* **Aim of the exercise**
Display each line of the items below that contains the word "bare". Matching is case-sensitive.

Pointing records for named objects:
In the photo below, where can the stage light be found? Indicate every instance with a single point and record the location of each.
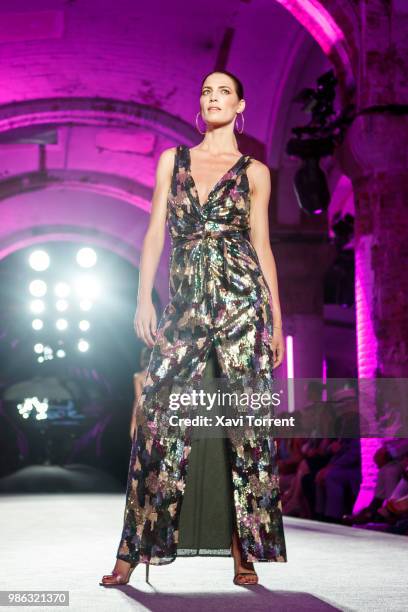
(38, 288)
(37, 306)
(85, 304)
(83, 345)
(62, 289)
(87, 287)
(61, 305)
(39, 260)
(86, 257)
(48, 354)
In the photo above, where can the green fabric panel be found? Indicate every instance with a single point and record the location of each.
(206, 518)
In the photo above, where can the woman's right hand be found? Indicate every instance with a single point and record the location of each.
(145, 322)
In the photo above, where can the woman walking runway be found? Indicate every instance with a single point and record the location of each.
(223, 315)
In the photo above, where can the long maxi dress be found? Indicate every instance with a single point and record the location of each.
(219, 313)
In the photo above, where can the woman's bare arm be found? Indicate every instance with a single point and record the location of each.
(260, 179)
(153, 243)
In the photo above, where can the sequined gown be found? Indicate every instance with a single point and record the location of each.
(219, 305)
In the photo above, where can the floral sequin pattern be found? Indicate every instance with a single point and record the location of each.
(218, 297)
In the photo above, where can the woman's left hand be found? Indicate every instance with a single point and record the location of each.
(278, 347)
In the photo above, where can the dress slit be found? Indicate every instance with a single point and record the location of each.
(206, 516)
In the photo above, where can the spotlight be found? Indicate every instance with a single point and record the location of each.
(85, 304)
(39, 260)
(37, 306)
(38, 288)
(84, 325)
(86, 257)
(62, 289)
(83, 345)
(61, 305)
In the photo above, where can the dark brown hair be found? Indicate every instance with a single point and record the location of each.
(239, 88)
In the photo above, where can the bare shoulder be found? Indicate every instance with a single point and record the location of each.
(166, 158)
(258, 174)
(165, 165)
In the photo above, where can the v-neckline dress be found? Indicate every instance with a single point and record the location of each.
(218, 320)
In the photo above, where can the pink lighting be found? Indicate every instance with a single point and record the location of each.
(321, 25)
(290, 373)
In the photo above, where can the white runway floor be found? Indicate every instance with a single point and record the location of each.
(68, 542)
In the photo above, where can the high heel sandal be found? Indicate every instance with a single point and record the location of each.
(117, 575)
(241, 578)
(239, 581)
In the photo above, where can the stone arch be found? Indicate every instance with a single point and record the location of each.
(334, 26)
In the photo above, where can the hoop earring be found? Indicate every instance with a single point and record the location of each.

---

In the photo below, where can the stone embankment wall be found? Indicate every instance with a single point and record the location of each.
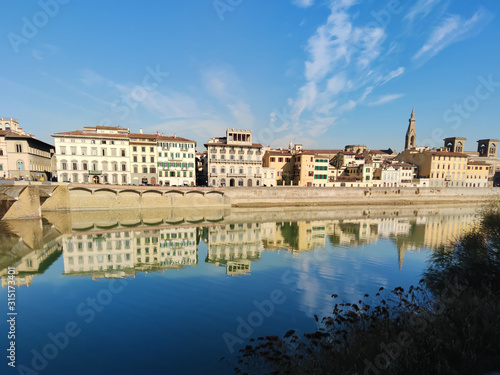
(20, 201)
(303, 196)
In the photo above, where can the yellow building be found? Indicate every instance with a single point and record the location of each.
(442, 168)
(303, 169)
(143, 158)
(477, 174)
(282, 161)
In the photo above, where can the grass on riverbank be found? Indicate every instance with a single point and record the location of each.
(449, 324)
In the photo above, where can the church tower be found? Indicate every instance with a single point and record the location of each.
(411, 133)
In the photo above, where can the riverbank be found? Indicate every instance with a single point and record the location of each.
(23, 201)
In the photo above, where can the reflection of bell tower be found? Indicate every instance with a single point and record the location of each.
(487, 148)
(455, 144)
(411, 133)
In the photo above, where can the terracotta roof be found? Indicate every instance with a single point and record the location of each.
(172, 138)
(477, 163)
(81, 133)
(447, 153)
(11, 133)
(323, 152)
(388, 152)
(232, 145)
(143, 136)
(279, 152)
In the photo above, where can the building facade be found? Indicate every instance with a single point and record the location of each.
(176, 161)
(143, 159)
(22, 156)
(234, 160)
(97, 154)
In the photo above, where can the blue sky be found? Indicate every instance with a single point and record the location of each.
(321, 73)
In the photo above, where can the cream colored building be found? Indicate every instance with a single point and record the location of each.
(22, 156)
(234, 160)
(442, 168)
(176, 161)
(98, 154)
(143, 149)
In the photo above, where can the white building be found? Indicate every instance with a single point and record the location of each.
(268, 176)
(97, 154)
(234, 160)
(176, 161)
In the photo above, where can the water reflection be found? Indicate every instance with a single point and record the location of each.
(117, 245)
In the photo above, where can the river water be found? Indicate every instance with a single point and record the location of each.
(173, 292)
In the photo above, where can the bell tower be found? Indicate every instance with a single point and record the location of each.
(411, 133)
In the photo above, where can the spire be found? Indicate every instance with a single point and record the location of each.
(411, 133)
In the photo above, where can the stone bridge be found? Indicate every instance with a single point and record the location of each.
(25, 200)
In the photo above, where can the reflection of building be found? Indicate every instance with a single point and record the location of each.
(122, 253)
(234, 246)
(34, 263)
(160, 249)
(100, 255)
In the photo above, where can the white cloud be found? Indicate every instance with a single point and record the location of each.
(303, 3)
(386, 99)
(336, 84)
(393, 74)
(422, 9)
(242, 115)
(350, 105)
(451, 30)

* **Exercise response**
In the photo above, where can the woman's bare arm be found? Indicate every instance with a single point and record the location of each.
In the photo above, where can the bare shoulder be found? Indicate every instance with a single point and record the location of each.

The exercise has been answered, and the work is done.